● ENTRIES SUPPLIED
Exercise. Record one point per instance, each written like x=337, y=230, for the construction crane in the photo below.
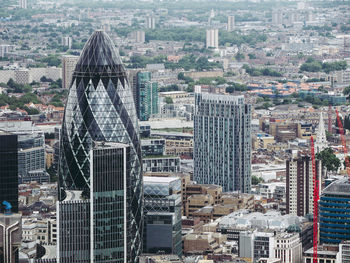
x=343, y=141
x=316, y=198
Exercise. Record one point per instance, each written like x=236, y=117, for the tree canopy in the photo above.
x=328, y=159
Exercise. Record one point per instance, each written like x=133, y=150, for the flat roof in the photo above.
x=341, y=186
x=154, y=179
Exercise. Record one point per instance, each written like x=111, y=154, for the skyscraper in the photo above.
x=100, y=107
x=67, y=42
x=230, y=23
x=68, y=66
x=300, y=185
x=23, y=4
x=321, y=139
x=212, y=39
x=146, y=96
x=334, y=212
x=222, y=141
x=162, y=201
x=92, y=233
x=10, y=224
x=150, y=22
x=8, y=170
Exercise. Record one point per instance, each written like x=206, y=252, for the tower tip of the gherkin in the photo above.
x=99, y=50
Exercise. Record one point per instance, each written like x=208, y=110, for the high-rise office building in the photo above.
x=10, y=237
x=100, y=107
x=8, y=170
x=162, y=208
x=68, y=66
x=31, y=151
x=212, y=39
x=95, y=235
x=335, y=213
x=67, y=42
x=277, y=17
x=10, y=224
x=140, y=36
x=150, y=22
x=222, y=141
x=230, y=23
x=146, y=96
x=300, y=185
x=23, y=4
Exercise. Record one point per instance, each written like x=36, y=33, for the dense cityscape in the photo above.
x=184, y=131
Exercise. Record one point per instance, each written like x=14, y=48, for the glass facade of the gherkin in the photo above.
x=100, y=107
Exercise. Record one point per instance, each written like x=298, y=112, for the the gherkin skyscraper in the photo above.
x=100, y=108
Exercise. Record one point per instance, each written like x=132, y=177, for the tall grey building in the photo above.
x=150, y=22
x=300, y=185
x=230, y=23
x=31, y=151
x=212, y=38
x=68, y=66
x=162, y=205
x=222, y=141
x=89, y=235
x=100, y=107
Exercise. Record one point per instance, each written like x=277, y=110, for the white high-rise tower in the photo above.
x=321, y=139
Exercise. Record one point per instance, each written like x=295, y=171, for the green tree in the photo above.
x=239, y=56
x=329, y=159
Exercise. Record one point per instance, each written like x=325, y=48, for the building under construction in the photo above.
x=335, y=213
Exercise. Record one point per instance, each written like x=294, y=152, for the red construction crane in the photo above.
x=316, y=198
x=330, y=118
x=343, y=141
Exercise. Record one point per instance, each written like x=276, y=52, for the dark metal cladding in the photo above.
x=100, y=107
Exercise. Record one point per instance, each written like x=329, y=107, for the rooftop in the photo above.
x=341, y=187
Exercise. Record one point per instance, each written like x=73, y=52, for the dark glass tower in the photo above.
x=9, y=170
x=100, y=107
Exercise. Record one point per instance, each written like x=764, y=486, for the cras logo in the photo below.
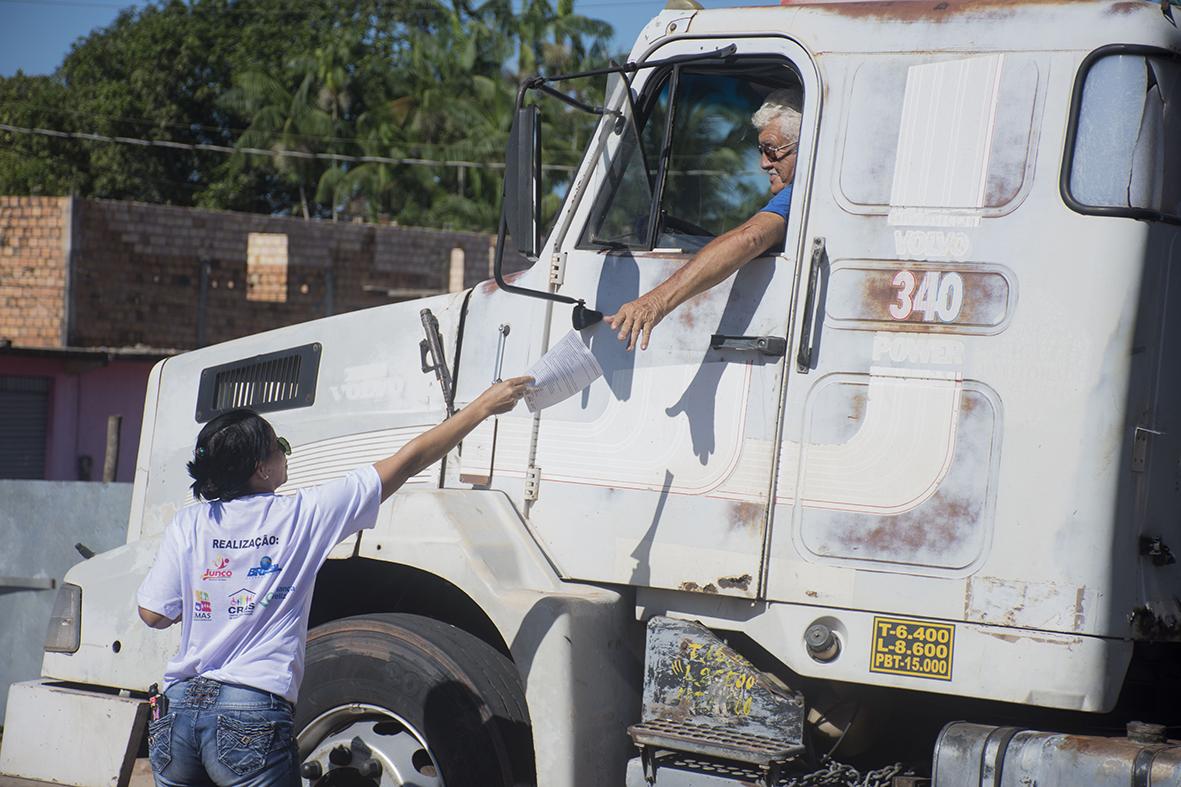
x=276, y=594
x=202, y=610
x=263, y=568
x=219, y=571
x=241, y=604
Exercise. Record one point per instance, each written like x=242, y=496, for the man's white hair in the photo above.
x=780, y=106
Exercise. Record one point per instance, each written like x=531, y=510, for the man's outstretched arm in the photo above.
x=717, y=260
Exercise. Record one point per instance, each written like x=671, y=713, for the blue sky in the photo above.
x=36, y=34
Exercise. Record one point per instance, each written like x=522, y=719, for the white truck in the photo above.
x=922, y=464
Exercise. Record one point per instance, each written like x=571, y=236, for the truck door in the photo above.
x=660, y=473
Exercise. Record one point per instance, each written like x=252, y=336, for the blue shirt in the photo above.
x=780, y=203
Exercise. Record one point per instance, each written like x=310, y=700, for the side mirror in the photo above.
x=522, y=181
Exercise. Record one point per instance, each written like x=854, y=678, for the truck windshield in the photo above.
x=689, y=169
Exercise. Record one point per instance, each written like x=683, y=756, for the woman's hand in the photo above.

● WHAT YOU WILL DO
The pictures are not wanted, but every line of the listing should be duplicated exactly.

● TASK RESULT
Exercise. Record one point per instance, each written like x=337, y=230, for the construction crane in the photo below.
x=343, y=141
x=316, y=198
Exercise. Record one point per instance, each written like x=236, y=117, for the tree canopy in the photo above.
x=328, y=159
Exercise. Record one point per instance, each written like x=133, y=150, for the flat roof in the photo above.
x=341, y=186
x=154, y=179
Exercise. Record one point per instance, each written like x=111, y=154, for the skyscraper in the photo above.
x=100, y=107
x=67, y=42
x=230, y=23
x=68, y=66
x=300, y=185
x=23, y=4
x=321, y=139
x=212, y=39
x=146, y=96
x=334, y=212
x=222, y=141
x=162, y=201
x=92, y=233
x=10, y=224
x=150, y=22
x=8, y=170
Exercise. Record one point per instance, each written like x=206, y=252, for the tower tip of the gherkin in the photo above.
x=99, y=50
Exercise. Record one point per instance, each written like x=208, y=110, for the high-rise office building in the photo above.
x=10, y=237
x=100, y=107
x=8, y=170
x=162, y=208
x=68, y=66
x=31, y=151
x=212, y=39
x=95, y=235
x=335, y=213
x=67, y=42
x=277, y=17
x=10, y=224
x=140, y=36
x=150, y=22
x=222, y=141
x=230, y=23
x=146, y=96
x=300, y=185
x=23, y=4
Exercise. Record one point per instance, each written like x=36, y=33, for the dense cityscape in the photo above.
x=184, y=131
Exercise. Record one point per instance, each written like x=14, y=48, for the glass facade of the gherkin in the photo above.
x=100, y=107
Exercise. Record one point per instance, each written like x=298, y=112, for the the gherkin skyscraper in the photo above.
x=100, y=108
Exercise. Record one point per instance, each written like x=132, y=177, for the tall grey building in the photo above.
x=150, y=22
x=300, y=185
x=230, y=23
x=31, y=151
x=212, y=38
x=68, y=66
x=162, y=205
x=222, y=141
x=89, y=235
x=100, y=107
Exercise. Record one point per instance, each written like x=277, y=110, for the white high-rise tower in the photo above.
x=321, y=139
Exercise. Record one point per instance, each written like x=295, y=171, for the green tree in the photo above.
x=239, y=56
x=329, y=159
Exercise. Record one point per instance, each written like x=325, y=48, for the building under construction in the photo above.
x=335, y=213
Exercise. Record one point per instance, each written like x=294, y=152, for the red construction crane in the photo above.
x=316, y=198
x=330, y=118
x=343, y=141
Exercise. Record one point per instance, each written like x=276, y=52, for the dark metal cladding in the photo above.
x=100, y=107
Exercise. Record one point per instance, each written like x=329, y=107, for the rooftop in the photo above.
x=341, y=187
Exercise. Record one point per instance, each written like x=73, y=52, for the dark glass tower in the photo above.
x=9, y=170
x=100, y=107
Exercise. Record one point per instance, each written like x=764, y=486, for the cras logo in the photo below.
x=276, y=594
x=202, y=610
x=263, y=568
x=219, y=571
x=241, y=604
Exercise. Record one point per instance, each written like x=242, y=496, for the man's white hair in the photo above.
x=780, y=106
Exercise. Record one point per instance, each written like x=531, y=510, for the man's outstretched arm in the photo above.
x=717, y=260
Exercise. Record one point per instance, each written like x=671, y=713, for the blue sky in the photo above.
x=36, y=34
Exercise. Record one point per instance, each written like x=522, y=719, for the white truck in the photo above.
x=922, y=464
Exercise. Record one point per instance, each written like x=571, y=236, for the truck door in the photo above.
x=660, y=473
Exercise. Record one point per instance, each written like x=252, y=336, for the blue shirt in the photo above.
x=780, y=203
Exercise. Record one point per instance, each written like x=310, y=700, for the side mirror in the photo above.
x=522, y=181
Exercise. Record one point per instance, each written like x=854, y=678, for the truck windshield in the photo above.
x=689, y=169
Exercise. Record one point per instance, each written like x=683, y=756, for the woman's hand in the photo above.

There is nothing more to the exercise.